◆ Exercise description ◆
Output the data below exactly as it is, dropping the pictures from your copy.

◆ Source records ◆
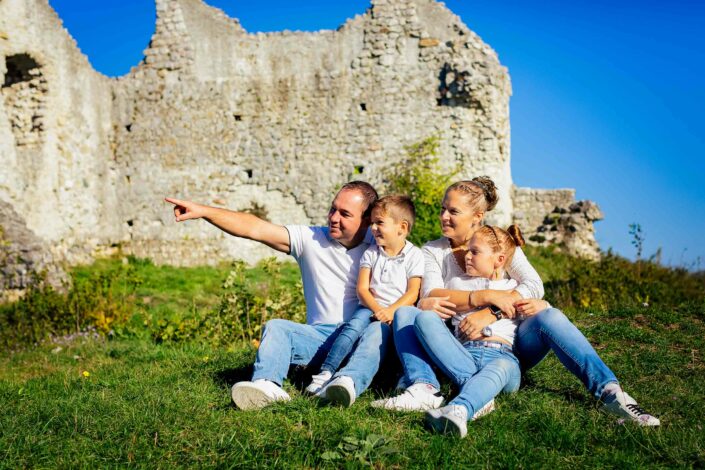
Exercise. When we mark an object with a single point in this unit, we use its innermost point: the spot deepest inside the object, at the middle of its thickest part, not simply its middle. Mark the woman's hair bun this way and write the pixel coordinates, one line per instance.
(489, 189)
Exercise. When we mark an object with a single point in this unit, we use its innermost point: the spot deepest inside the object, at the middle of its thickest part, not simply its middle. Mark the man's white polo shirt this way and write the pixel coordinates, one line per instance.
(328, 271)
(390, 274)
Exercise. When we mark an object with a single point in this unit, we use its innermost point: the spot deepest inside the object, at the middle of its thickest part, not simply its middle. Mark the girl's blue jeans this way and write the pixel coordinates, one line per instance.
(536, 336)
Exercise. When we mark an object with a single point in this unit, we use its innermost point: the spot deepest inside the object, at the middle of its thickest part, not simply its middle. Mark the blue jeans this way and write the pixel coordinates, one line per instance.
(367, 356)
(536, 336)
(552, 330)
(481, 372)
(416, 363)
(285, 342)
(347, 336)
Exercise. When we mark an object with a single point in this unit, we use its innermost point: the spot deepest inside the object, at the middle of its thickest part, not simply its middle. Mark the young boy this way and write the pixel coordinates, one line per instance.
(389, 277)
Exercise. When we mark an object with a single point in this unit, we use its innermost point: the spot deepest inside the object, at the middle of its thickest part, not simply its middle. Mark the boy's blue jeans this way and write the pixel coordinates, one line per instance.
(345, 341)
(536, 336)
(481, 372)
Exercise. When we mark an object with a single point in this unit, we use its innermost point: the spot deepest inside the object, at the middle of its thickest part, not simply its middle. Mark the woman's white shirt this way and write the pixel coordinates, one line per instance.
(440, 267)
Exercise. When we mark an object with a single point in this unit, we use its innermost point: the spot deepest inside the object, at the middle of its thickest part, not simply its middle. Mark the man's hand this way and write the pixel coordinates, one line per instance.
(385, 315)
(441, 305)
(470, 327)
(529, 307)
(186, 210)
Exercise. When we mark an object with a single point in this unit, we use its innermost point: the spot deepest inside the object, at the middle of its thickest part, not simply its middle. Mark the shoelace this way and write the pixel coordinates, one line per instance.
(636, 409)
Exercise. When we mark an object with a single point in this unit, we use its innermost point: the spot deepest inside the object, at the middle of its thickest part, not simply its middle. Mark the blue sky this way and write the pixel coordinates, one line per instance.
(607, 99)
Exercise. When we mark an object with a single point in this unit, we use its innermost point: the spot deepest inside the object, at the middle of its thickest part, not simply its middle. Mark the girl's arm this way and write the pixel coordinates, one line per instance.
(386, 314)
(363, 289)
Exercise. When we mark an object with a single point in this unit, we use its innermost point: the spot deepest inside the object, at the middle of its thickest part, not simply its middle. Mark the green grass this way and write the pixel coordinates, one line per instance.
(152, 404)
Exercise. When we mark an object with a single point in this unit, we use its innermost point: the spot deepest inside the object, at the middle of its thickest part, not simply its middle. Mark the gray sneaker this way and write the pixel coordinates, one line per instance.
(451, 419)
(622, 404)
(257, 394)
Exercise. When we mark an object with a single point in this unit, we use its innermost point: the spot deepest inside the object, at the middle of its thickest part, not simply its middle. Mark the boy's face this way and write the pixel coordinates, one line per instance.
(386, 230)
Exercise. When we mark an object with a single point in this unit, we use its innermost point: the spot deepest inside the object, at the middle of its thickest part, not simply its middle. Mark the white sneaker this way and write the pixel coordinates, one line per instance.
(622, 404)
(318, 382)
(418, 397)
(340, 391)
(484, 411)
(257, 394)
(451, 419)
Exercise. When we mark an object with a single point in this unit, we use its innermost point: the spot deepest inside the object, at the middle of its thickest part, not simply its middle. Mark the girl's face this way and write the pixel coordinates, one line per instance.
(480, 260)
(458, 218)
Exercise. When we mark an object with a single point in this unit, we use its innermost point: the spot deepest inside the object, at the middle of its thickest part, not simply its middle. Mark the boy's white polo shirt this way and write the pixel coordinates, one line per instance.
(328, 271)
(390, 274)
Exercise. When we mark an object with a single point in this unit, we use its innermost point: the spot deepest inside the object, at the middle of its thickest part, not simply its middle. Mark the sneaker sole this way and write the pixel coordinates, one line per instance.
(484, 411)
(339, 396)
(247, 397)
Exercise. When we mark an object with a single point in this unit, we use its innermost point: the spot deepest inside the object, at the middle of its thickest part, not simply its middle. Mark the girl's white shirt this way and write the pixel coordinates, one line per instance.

◆ The completed task ◆
Exercise. When we mark an object with a single point in this unit, we use its innermost point: the spot deepest inside the object, at the middle of its thickest part, not simply its middle. Mark the woman's hair bun this way and write the pixel coordinates, one line per instance.
(489, 189)
Exercise. When we mark an object with a single point in this unit, we use its innermost point: the spot deepest inside the object, at the middle of its thickest part, not simply its middle. Mark the man's white polo shirt this way and write the pixel coordinates, one line per instance.
(328, 271)
(390, 274)
Exercise. When we mark an object with a single point in this unit, we use its innermost point: the spot deepest inside the object, at the middle of its thickest part, not simply its middle. Mark the girl's blue jeans this way and write the pixel coordinates, one line per instance.
(536, 336)
Exercise. When we mark an object with a single point in this unit, we use its innermost point: the spot deepest inside the object, at the middle of its thickest part, not simply its middle. Mark the blue jeans this way and write the pixel coordinates, one line per instance.
(367, 356)
(536, 336)
(552, 330)
(481, 372)
(416, 363)
(285, 342)
(347, 336)
Exercise. When we mark an object with a single point in this unit, we use its innermost point: the spot deepest inside the object, at the middle of its thickest part, not simply its middle. Mark the young boy this way and write the pixel coordinates, one line per instance.
(389, 277)
Exercise. When we mark an object with a single point in this unit, we use its innermost point: the spot deepest inside the object, at the middle of its thickest part, not simply its middle. Mark the boy's blue jeans this way and write the pixel coordinates, one line per instance.
(345, 341)
(536, 336)
(481, 372)
Exercise. When we mark an object with a single point in this unit, we use its innermost point: the spot deepest inside the object, at the middle of its thickest part, not simply its middle. Mark the woman's white shirt this way and write the pixel coordinates, one line per instance.
(440, 267)
Exercise. When we mark an object with a single point in this unit, we use its innermost point: the spot deepest inside the object, at the middle of its thickest part, not simply its middle. Mark the man's hand this way and write the pixel coordinates, one line per instance.
(385, 315)
(441, 305)
(470, 327)
(529, 307)
(186, 210)
Exercise. When we mark an object with a single point in this unit, we use its innermost point: the spot deepest inside the object, at the middle of its thickest part, not simply its middle. Mark the shoelace this way and write the pixel coordinates, one line per instance.
(636, 409)
Exercise. When we mark an object with a single point in this unit, we use its innermost point: the spot deepest inside the object, at the middle of its thickest part, not simply its middle. Mark the blue sky this way and write the pixel coordinates, one line per instance.
(607, 99)
Exercise. When we mark an object with a single point in this unit, we use its innermost point: the spot deepest inside the object, at the middle of its thickest part, not simply its middle. Mark the girl's arm this way and write the pixel coordinates, one line per instance.
(386, 314)
(363, 289)
Exercise. When we mark an object with a single point in this unit, we use its innermost point: the spot deepest inside the object, at the middle of its thickest part, not simply its middle. Mark the green grass this way and write the pixel coordinates, one line per instance.
(152, 404)
Exercise. When we mark an object with a single point in this unit, we use its innermost point: the spot deepest inside the object, at the middle of its thickest part, not simply its middle. Mark the gray sneaker this way and write the pixel coordinates, one line per instance.
(451, 419)
(622, 404)
(257, 394)
Exercise. When we mark an object with a single point in this unit, we use its innermost point: the spot deepest inside the object, at the middle of its thickest part, not simply its middle. Mark the boy's face this way and write the pixel coordinates, one line per instance.
(386, 230)
Exercise. When we mark an object with a single point in this unit, we use its innermost point: the spot deepest inside the object, at the middle of its thickest part, not simply its middle. Mark the white sneaker this way and write the pixel coordinates, one line per instance.
(622, 404)
(318, 382)
(418, 397)
(340, 391)
(484, 411)
(257, 394)
(451, 419)
Exercise. When we mark an object with a single point in this unit, we use its innermost point: the spot deepest inside the object, at the middle of its thickest part, not simply its middle. Mark the girl's face this way and write the pixel coordinates, one line per instance.
(480, 260)
(458, 218)
Exercise. When we mark an object with a single point in this unit, we use its innermost point: the spot deepest inside the object, at the middle of its thickest part, not simply its middle. Mark the boy's white polo shirt this way and write the pixel coordinates, one line per instance.
(328, 271)
(390, 274)
Exercise. When we mark an object with a single point in this unit, we use its innermost point: the spot deepest inside the object, at the middle of its thickest part, not simply its middle. Mark the sneaker sole this way and write the pixel coordinates, one line per instance.
(484, 411)
(339, 396)
(247, 397)
Exercise. When we mark an object with a single point in this unit, we use its innermost point: the spot deepest inside the object, at the middle of its thickest part, not simply its middle. Mark the girl's white shirt this way and write the pixel coordinates, one line per instance.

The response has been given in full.